• [Exercise set]:
A. According to the passage about the cruiser Portsmouth, where was the ship based after its shakedown operations?
B. Using the passage about the cruiser Portsmouth, decide whether each statement agrees with it: (i) Portsmouth carried out shakedown operations off Cuba. (ii) The ship had a draft of 30 feet. (iii) Its armament included 16 antiaircraft gunmounts of 40mm.

She displaced 10,000-tons and was just above 610 feet in length. With
a draft of 20 feet, there were 992 Sailors serving in Portsmouth. The
cruiser's machinery room had geared turbines that produced l00,000 Shaft
horsepower to four screws that in turn could propel the ship to a top speed
of of around 33 knots. Armament consisted of 12, six-inch and 12, five-inch
gunmounts as well as 16, 40mm and 10, 20mm antiaircraft gunmounts.
After shakedown operations off Cuba, Portsmouth was based at Norfolk,
and was used for the Operational Development Force until the spring of 1946.

• [Listed records]:
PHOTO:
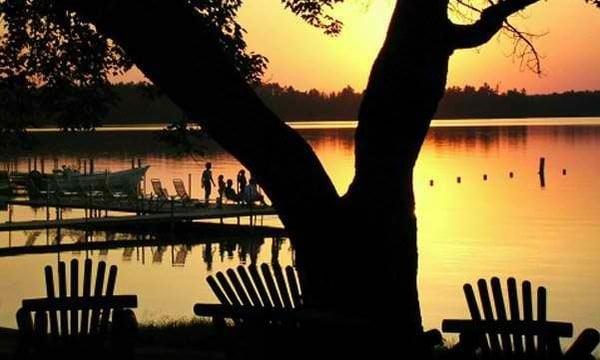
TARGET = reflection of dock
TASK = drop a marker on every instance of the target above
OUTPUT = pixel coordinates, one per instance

---

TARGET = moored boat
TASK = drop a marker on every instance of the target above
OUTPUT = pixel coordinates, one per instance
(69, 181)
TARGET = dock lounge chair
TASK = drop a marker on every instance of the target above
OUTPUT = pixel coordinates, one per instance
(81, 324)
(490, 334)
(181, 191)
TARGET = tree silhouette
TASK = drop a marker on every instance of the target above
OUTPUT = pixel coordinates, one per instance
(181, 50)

---

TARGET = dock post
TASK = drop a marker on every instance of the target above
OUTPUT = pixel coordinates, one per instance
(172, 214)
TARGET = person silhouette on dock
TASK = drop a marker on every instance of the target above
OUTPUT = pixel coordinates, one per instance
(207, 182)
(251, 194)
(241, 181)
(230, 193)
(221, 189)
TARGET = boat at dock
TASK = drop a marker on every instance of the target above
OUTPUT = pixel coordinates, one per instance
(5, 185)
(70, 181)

• [Results in order]:
A. Norfolk

B.
(i) Yes: "After shakedown operations off Cuba"
(ii) No: "With a draft of 20 feet"
(iii) Yes: "as well as 16, 40mm and 10, 20mm antiaircraft gunmounts"